Background: Inflammatory bowel disease (IBD) has a remitting and relapsing disease course; however, relatively little is understood regarding how inflammatory damage in acute colitis influences the microbiota, epithelial barrier, and immune function in subsequent colitis.
Methods: Mice were administered trinitrobenzene sulphonic acid (TNBS) via enema, and inflammation was assessed 2 days (d2) or 28 days (d28) later. Colitis was reactivated in some mice by re-treating at 28 days with TNBS and assessing 2 days later (d30). Epithelial responsiveness to secretagogues, microbiota composition, colonic infiltration, and immune activation was compared between all groups. R
esults: At day 28, the distal colon had healed, mucosa was restored, and innate immune response had subsided, but colonic transepithelial transport (P = 0.048), regulatory T-cell (TREG) infiltration (P = 0.014), adherent microbiota composition (P = 0.0081), and responsiveness of stimulated innate immune bone marrow cells (P < 0.0001 for IL-1β) differed relative to health. Two days after subsequent instillation of TNBS (d30 mice), the effects on inflammatory damage (P < 0.0001), paracellular permeability (P < 0.0001), and innate immune infiltration (P < 0.0001 for Ly6C+ Ly6G- macrophages) were reduced relative to d2 colitis. However, TREG infiltration was increased (P < 0.0001), and the responsiveness of stimulated T cells in the mesenteric lymph nodes shifted from pro-inflammatory at d2 to immune-suppressive at d30 (P < 0.0001 for IL-10). These effects were observed despite similar colonic microbiota composition and degradation of the mucosal layer between d2 and d30.

■ GIVEN ENTRIES
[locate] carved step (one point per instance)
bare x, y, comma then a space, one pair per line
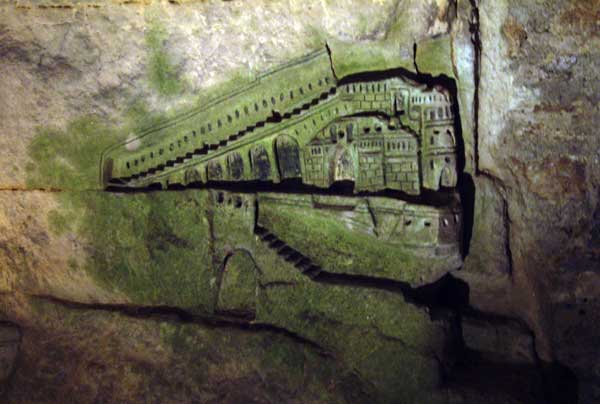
300, 262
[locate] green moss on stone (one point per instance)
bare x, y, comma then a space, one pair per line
434, 56
69, 159
374, 332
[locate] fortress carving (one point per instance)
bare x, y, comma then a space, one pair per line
379, 131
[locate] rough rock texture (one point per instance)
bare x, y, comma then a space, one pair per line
156, 297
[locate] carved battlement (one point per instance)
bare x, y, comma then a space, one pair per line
270, 130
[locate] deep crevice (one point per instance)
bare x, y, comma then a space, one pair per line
179, 315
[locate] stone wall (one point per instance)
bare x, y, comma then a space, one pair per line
118, 297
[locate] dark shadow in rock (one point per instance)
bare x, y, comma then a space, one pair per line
448, 292
560, 383
466, 190
10, 341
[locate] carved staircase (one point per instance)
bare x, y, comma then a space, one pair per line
303, 263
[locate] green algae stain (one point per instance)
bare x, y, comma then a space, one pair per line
68, 159
153, 247
162, 72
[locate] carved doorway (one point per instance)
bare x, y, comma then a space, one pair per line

■ WHAT TO WORK ON
Reproduce the passage of the colitis abstract above from "Background: Inflammatory bowel" to "in subsequent colitis.".

■ EXERCISE RESULT
Background: Inflammatory bowel disease (IBD) has a remitting and relapsing disease course; however, relatively little is understood regarding how inflammatory damage in acute colitis influences the microbiota, epithelial barrier, and immune function in subsequent colitis.